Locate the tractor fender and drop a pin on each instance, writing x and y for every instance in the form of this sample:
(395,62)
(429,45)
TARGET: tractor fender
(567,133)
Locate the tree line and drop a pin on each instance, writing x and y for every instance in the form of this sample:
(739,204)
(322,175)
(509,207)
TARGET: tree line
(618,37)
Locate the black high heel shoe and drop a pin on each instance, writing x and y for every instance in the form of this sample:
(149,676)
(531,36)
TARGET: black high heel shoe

*REQUIRED WORK*
Substitute "place a marker" for every occurrence of "drop a pin" throughout the records above and reproduce them with everything else unchanged.

*WRITTEN SOLUTION*
Locate the tractor fender and place a marker on each instance, writing x and y for every instance in the form of this sample:
(395,62)
(429,45)
TARGET: tractor fender
(567,133)
Locate the tree line and place a marker on each instance, writing x and y for every instance in the form of this sample:
(739,204)
(322,175)
(509,207)
TARGET: tree line
(618,37)
Locate the black high heel shoe and place a marker on each instance, writing x and y for every instance in the form of this sample:
(149,676)
(531,36)
TARGET: black high heel shoe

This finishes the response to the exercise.